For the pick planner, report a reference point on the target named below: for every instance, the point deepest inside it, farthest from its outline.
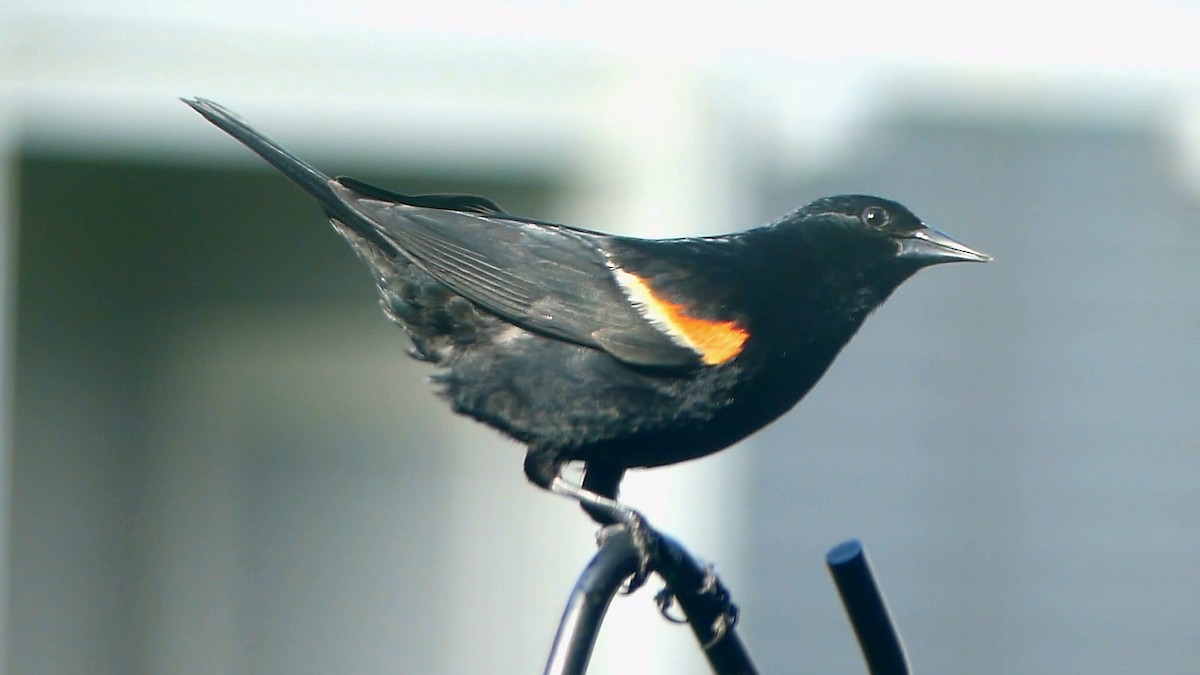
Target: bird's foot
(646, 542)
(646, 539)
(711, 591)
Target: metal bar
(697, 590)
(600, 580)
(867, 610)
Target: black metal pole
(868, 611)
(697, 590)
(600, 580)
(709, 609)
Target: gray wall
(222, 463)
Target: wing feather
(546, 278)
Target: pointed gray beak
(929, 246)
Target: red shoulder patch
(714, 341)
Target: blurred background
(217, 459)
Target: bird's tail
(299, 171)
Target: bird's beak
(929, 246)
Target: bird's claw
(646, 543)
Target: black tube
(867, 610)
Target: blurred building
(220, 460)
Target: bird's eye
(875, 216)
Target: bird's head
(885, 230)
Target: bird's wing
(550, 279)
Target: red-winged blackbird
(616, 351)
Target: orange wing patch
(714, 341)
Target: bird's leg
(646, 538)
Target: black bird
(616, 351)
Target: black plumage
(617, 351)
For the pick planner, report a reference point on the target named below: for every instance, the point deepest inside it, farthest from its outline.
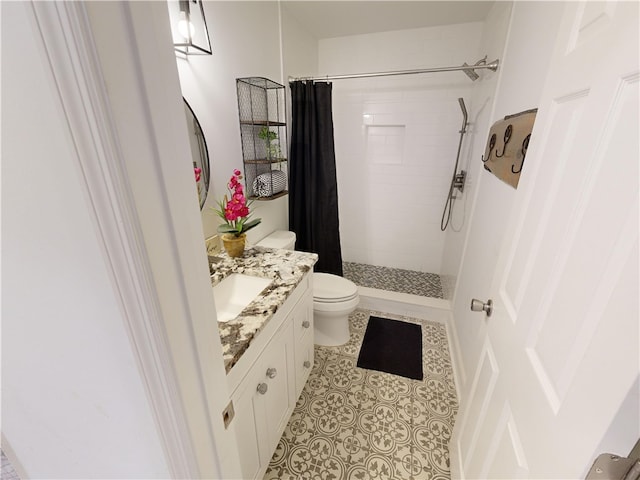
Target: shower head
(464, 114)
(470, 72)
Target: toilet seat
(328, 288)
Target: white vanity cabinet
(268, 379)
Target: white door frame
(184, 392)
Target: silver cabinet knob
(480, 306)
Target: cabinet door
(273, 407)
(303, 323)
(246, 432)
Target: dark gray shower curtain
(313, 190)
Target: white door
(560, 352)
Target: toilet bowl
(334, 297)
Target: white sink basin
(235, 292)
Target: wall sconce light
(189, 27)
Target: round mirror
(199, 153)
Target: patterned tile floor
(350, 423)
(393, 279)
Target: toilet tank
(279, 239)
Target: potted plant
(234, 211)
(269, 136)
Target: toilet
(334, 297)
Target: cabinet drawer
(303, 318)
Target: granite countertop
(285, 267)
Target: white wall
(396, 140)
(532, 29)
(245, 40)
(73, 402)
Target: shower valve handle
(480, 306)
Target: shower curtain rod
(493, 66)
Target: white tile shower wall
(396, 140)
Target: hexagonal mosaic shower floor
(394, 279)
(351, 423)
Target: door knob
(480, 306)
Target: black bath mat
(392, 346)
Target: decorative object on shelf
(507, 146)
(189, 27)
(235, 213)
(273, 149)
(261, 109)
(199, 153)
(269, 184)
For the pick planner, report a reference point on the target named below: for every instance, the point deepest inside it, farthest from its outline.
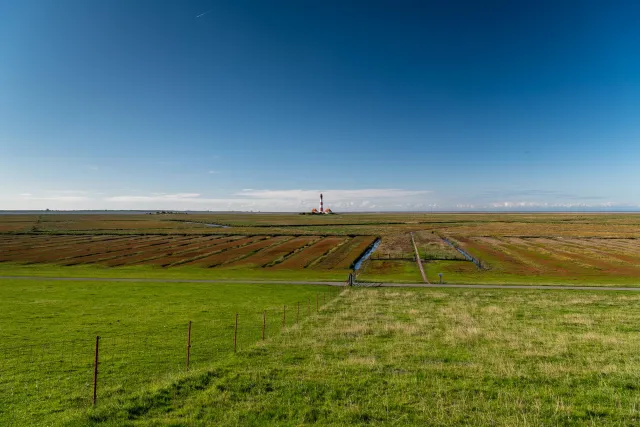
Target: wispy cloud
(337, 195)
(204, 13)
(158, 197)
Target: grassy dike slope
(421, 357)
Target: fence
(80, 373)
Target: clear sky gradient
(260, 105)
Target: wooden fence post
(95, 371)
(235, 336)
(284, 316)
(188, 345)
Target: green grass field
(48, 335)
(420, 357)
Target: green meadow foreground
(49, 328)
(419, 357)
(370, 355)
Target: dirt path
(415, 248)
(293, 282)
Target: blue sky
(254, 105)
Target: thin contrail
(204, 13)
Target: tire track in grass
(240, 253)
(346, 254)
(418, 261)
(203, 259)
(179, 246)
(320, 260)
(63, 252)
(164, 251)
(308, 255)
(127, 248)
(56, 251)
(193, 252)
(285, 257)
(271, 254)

● **THE EXERCISE**: Write out each of the items above word for word, leaving out the pictures.

● **REPLY**:
For the pick planner, report a reference point on the target named below: for every instance, the point deepest inside it, farthest from its outline.
Target: bird's foot
(646, 542)
(646, 539)
(711, 591)
Target: metal bar
(697, 590)
(600, 580)
(867, 610)
Target: black metal pole
(868, 611)
(697, 590)
(600, 580)
(709, 609)
Target: gray wall
(222, 463)
Target: wing feather
(546, 278)
Target: pointed gray beak
(929, 246)
Target: red shoulder patch
(714, 341)
Target: blurred background
(217, 459)
Target: bird's tail
(299, 171)
Target: bird's beak
(929, 246)
Target: bird's claw
(646, 543)
Target: black tube
(867, 610)
Target: blurred building
(220, 460)
Target: bird's eye
(875, 216)
Target: bird's head
(885, 230)
Target: bird's wing
(550, 279)
Target: red-winged blackbird
(616, 351)
Target: orange wing patch
(714, 341)
Target: bird's leg
(646, 538)
Target: black bird
(616, 351)
Target: black plumage
(617, 351)
For the pick planner, report a reference point on the target named below: for every instance, the point deepest inside it, farthest from its outline.
Target: shower head
(464, 114)
(470, 72)
Target: toilet seat
(328, 288)
Target: white vanity cabinet
(268, 379)
Target: white door frame
(184, 392)
Target: silver cabinet knob
(480, 306)
Target: cabinet door
(273, 407)
(303, 323)
(246, 432)
Target: dark gray shower curtain
(313, 190)
Target: white door
(560, 352)
Target: toilet bowl
(334, 297)
Target: white sink basin
(235, 292)
Target: wall sconce light
(189, 27)
Target: round mirror
(199, 153)
Target: patterned tile floor
(350, 423)
(393, 279)
Target: toilet tank
(279, 239)
Target: potted plant
(234, 211)
(269, 136)
Target: toilet
(334, 297)
Target: cabinet drawer
(303, 318)
Target: granite countertop
(285, 267)
Target: white wall
(396, 140)
(532, 29)
(245, 40)
(73, 402)
Target: shower valve handle
(480, 306)
Target: shower curtain rod
(493, 66)
Target: white tile shower wall
(396, 140)
Target: hexagonal mosaic shower floor
(394, 279)
(351, 423)
Target: door knob
(480, 306)
Target: black bath mat
(392, 346)
Target: decorative object on shelf
(507, 146)
(189, 27)
(235, 213)
(273, 149)
(261, 109)
(199, 153)
(269, 184)
For the pick planner, report a reference point on the target named below: for every instance, the point deepest inside it, farthest from its outline.
Target: wispy cloud
(337, 195)
(204, 13)
(158, 197)
Target: grassy dike slope
(421, 357)
Target: fence
(80, 373)
Target: clear sky gradient
(260, 105)
Target: wooden fence post
(95, 371)
(235, 336)
(284, 316)
(188, 345)
Target: green grass field
(48, 335)
(420, 357)
Target: green meadow foreground
(49, 328)
(419, 357)
(370, 355)
Target: dirt path
(415, 248)
(293, 282)
Target: blue sky
(254, 105)
Target: thin contrail
(204, 13)
Target: tire track in grass
(240, 253)
(346, 254)
(418, 261)
(203, 259)
(179, 246)
(320, 260)
(63, 252)
(164, 251)
(308, 255)
(127, 248)
(56, 251)
(193, 252)
(285, 257)
(271, 254)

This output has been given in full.